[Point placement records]
•••••

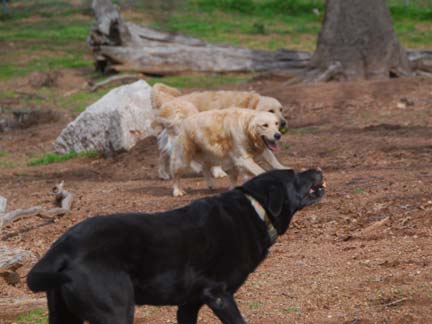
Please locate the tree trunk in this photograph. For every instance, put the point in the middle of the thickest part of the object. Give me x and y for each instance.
(124, 46)
(357, 41)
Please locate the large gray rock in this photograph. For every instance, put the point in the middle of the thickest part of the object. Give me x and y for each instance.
(113, 123)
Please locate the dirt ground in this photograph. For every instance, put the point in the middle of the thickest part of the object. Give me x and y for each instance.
(362, 255)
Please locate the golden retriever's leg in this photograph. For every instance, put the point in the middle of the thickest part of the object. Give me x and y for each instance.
(248, 165)
(217, 172)
(271, 159)
(164, 160)
(233, 176)
(177, 191)
(208, 176)
(178, 164)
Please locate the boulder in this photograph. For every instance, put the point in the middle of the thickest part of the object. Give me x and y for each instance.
(114, 123)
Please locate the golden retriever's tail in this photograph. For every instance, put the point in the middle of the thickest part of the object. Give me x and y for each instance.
(161, 93)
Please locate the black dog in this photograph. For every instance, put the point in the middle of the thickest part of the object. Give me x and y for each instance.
(198, 254)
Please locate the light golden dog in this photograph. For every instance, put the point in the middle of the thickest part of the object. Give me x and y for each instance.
(174, 107)
(230, 137)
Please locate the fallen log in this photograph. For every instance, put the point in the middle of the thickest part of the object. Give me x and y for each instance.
(124, 46)
(10, 307)
(10, 261)
(63, 199)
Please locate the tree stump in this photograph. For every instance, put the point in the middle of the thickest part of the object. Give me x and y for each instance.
(357, 37)
(124, 46)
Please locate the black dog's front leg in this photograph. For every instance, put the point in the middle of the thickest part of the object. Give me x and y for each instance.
(225, 308)
(188, 314)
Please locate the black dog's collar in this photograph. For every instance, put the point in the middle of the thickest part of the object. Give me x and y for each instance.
(264, 217)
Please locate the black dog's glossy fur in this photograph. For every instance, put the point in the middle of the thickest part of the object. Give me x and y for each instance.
(195, 255)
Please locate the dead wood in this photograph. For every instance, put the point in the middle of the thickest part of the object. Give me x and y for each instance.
(12, 259)
(10, 307)
(63, 199)
(123, 46)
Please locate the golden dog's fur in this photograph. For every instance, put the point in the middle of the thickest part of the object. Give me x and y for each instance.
(230, 137)
(174, 107)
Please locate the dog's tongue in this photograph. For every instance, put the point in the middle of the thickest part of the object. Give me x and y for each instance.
(272, 146)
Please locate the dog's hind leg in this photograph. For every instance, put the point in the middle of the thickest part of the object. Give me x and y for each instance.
(188, 314)
(225, 308)
(100, 293)
(217, 172)
(58, 312)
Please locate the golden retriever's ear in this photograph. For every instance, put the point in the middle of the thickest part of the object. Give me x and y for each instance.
(252, 101)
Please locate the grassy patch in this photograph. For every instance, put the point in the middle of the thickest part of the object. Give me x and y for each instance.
(49, 158)
(7, 164)
(37, 316)
(208, 81)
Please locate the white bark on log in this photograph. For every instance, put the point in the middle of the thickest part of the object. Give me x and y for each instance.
(10, 307)
(12, 259)
(122, 46)
(63, 198)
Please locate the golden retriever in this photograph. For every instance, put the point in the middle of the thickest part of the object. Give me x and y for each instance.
(231, 137)
(174, 107)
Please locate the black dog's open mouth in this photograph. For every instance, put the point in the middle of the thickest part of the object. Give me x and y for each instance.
(271, 145)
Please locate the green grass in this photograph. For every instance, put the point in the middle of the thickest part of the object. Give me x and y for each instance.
(48, 34)
(37, 316)
(192, 81)
(49, 158)
(7, 164)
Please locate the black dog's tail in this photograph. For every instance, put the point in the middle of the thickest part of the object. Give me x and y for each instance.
(48, 273)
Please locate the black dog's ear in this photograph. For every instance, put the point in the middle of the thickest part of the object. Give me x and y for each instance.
(275, 200)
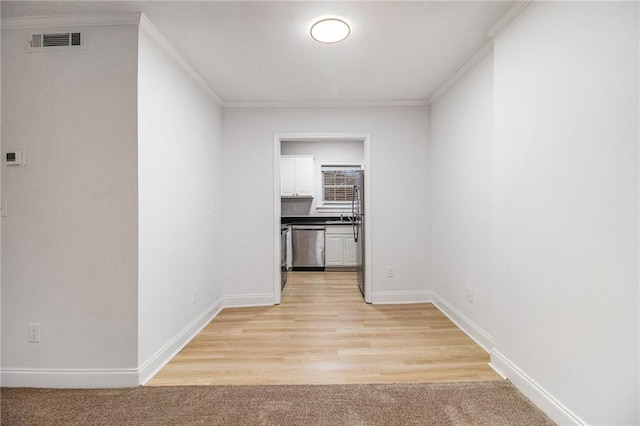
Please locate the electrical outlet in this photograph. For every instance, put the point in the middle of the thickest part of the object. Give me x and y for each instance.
(34, 332)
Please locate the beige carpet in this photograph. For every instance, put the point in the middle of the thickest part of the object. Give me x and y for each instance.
(469, 403)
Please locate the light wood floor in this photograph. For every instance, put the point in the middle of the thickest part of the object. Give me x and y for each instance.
(324, 333)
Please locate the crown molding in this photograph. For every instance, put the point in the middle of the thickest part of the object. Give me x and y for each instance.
(508, 16)
(325, 104)
(28, 22)
(162, 41)
(462, 71)
(496, 28)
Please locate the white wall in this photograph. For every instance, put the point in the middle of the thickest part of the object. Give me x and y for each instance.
(561, 299)
(398, 193)
(69, 258)
(566, 204)
(351, 152)
(180, 191)
(460, 168)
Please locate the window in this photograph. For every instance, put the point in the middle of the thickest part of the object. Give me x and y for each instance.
(337, 184)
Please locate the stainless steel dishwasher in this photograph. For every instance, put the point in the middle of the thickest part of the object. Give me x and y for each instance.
(308, 247)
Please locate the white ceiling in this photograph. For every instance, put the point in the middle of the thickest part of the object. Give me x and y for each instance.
(261, 52)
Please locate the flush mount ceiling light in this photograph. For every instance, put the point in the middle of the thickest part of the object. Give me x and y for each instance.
(330, 30)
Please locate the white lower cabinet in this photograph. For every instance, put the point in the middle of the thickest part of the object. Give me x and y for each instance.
(339, 247)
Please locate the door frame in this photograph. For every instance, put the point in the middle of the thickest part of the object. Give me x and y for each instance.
(278, 138)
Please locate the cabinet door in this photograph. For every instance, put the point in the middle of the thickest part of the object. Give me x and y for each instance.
(287, 177)
(350, 250)
(333, 250)
(304, 177)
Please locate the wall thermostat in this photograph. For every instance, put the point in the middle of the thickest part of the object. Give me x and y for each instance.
(14, 158)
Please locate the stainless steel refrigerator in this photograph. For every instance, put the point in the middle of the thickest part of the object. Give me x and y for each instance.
(358, 218)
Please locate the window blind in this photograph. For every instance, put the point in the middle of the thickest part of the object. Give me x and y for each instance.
(337, 183)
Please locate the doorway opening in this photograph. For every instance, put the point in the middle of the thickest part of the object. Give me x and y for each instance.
(315, 206)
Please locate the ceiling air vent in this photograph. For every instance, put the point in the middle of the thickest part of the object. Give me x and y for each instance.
(57, 41)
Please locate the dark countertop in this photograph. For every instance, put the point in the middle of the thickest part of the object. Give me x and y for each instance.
(311, 220)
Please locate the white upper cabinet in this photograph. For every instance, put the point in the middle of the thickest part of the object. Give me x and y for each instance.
(296, 176)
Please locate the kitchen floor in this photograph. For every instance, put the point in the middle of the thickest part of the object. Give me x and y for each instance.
(324, 333)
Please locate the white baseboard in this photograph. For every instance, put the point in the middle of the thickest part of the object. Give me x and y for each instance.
(471, 329)
(158, 360)
(69, 378)
(536, 393)
(244, 300)
(393, 297)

•••••

== GIVEN REQUEST ==
Leave out the pictures and return every record word for word.

== CORRECT RESULT ==
Please locate the tree trunk in this photograph. For every instance, put the point in the middle of the thickest part of the object. Give me x and y for each instance.
(124, 46)
(357, 41)
Please locate the large gray rock in this photograph. For every instance, put the point in the middle of the thickest part of the object. Give me x and y for each instance.
(113, 123)
Please locate the dirt ground in this photograph. For every instance, put the point in the middle of the thickest part of the object. Give me x and y for each instance.
(362, 255)
Please locate the golden retriever's leg in this photograph. For every instance, put the point in the middle of the thickest part of the object. Give me x and y for each instance.
(248, 165)
(217, 172)
(271, 159)
(164, 160)
(233, 176)
(177, 191)
(208, 176)
(178, 164)
Please locate the boulder in this photograph. For every instance, put the point in the middle of the thickest part of the object. Give me x and y for each instance.
(114, 123)
Please locate the golden retriever's tail in this photograph. For every instance, put the point in the middle of the thickest part of the object. Give me x and y for each instance.
(161, 93)
Please locate the black dog in this photograph. For every instance, put the point in the middle of the thickest part of the object. Give me x and y for each instance.
(198, 254)
Please locate the light golden dog in this photograph. For every instance, put the point in the middle of the thickest part of the object. Give me x and y for each instance.
(174, 107)
(230, 137)
Please locate the fallen log in this photograph. For every instance, put the point in the middle of the thickest part of the object. Give me x and y for each instance.
(124, 46)
(10, 307)
(10, 261)
(63, 199)
Please locate the tree stump in this photograph. For every instance, put the point in the middle of the thickest part of the object. Give me x and y for each instance.
(357, 37)
(124, 46)
Please locate the black dog's front leg in this photograph. For every instance, put the point in the middle of the thickest part of the object. Give me x and y for each instance.
(225, 308)
(188, 314)
Please locate the black dog's collar in this photograph. For every instance, put the point in the middle of the thickest part of the object. Give me x and y for each instance.
(264, 217)
Please locate the black dog's glossy fur in this photograph. For every instance, put the point in the middle of the thickest part of the object. Give me x and y for each instance.
(195, 255)
Please locate the dead wood in this photograph. For every instance, put the point in the middle of the thickest part of the object. Give me x and y for each instance.
(12, 259)
(10, 307)
(63, 199)
(123, 46)
Please locate the golden dog's fur in this photograph. For every instance, put the point in the middle of the thickest part of the object. Give me x and y for each instance.
(230, 137)
(174, 107)
Please locate the dog's tongue in this photograph. For every instance, put the point in the middle of the thickest part of the object. Give me x and y for each instance.
(272, 146)
Please locate the dog's hind leg in this photograph. For every instance, put the point in the middle of the thickest part of the object. Give me x and y for each instance.
(188, 314)
(225, 308)
(100, 293)
(217, 172)
(58, 312)
Please locate the golden retriever's ear in this photograph. For every instance, put the point in the middle of the thickest part of the object. Give me x and y for each instance.
(252, 101)
Please locate the grassy patch in this photograph. For every instance, put the point in the middle of the thickest part of the object. Give me x and y for each instance.
(49, 158)
(7, 164)
(37, 316)
(208, 81)
Please locate the white bark on log in this photograph. For every instance, put the point in the middle of the thickest part of the object. Give me x and y for each instance.
(10, 307)
(12, 259)
(122, 46)
(63, 198)
Please locate the golden retriever in this photograph. For every instance, put the point in the middle of the thickest part of the object. Give me x and y for each instance.
(231, 137)
(174, 107)
Please locate the black dog's open mouth in this photograph. For every instance, put the point in the middle of the thickest part of the object. Give me x and y for each instance.
(271, 145)
Please locate the green grass in this photograph. For every instance, put the point in the middle of the thickest part of the object. Give me x and y for each instance.
(48, 34)
(37, 316)
(192, 81)
(49, 158)
(7, 164)
Please locate the black dog's tail in this photograph. For every instance, put the point in the middle of the thickest part of the object. Give me x and y for each instance.
(48, 273)
Please locate the black dog's ear in this photograph. For every instance, put the point in the middle of the thickest part of the object. Give me x and y for each instance.
(275, 200)
Please locate the electrical outlet in this photograph. For every instance, put the point in the middle of the thickest part of the object. Give me x and y for each instance.
(34, 332)
Please locate the beige carpet in this photograph. For every instance, put the point in the middle of the thickest part of the object. Give me x and y for each instance.
(469, 403)
Please locate the light wood floor in this photograph. For every instance, put the point in the middle of the thickest part of the object. Give me x and y for each instance.
(324, 333)
Please locate the crown molding in this photograph. For every instance, put the point in the middle of the thickest part of the object. Give me x and y for each instance.
(508, 16)
(325, 104)
(28, 22)
(162, 41)
(462, 71)
(496, 28)
Please locate the white wall in this photograph. For every instance, put the point in the middle of the thickest part of the object. Give me x and y for each instance.
(561, 299)
(398, 193)
(69, 258)
(566, 204)
(351, 152)
(180, 191)
(460, 168)
Please locate the window in this photograph. For every instance, put the point in the middle of the thickest part of the object. Give me x and y for each instance.
(337, 184)
Please locate the stainless steel dishwasher in this photograph. For every instance, put the point in the middle of the thickest part of the object. Give me x and y for each instance.
(308, 247)
Please locate the white ceiling in this photograph. For every instance, put the point in the middle of the thickest part of the object. Give me x and y for each instance.
(261, 52)
Please locate the flush mount ceiling light in this photograph. For every instance, put the point in the middle of the thickest part of the object. Give me x and y for each instance.
(330, 30)
Please locate the white lower cabinet in this photograph. For every instance, put the point in the middle of the thickest part of the object. Give me x and y for each instance.
(339, 247)
Please locate the door frame in this photograph. For every instance, put the point in the middle of the thickest part of the object. Give me x and y for each instance.
(278, 138)
Please locate the cabinet door in this photograph. For every instance, put the point in the middle of the thickest part of the object. Give me x and y for each instance.
(287, 177)
(350, 250)
(333, 250)
(304, 177)
Please locate the wall thermostat in this photograph. For every instance, put the point in the middle of the thickest part of the object. Give me x and y for each instance.
(14, 158)
Please locate the stainless steel refrigerator in this photograph. For every instance, put the point in the middle of the thickest part of the object. Give me x and y for each instance.
(358, 218)
Please locate the window blind in this photograph. For every instance, put the point in the middle of the thickest part of the object. Give me x and y for each instance.
(337, 183)
Please locate the doorway opening in this photograph. For every instance, put the point in the middle of the thickest part of the object. Give me x and y for each instance.
(315, 206)
Please locate the ceiling air vent in this photograph. For every instance, put the point in the middle of the thickest part of the object. Give me x and y for each instance.
(57, 41)
Please locate the dark countertop in this photograph. For every instance, put the point in the middle of the thickest part of the object. Give me x and y for each instance.
(311, 220)
Please locate the white upper cabinet in this photograph. For every instance, put the point in the middle of the thickest part of the object. Give me x and y for each instance.
(296, 176)
Please locate the kitchen floor in this photograph. For every instance, put the point in the middle of the thickest part of the object. Give me x and y for each instance.
(324, 333)
Please locate the white baseboard in this photograph. For every instance, put the point in the middle of the thickest part of the object. Give me x and y for each instance.
(471, 329)
(158, 360)
(69, 378)
(536, 393)
(244, 300)
(393, 297)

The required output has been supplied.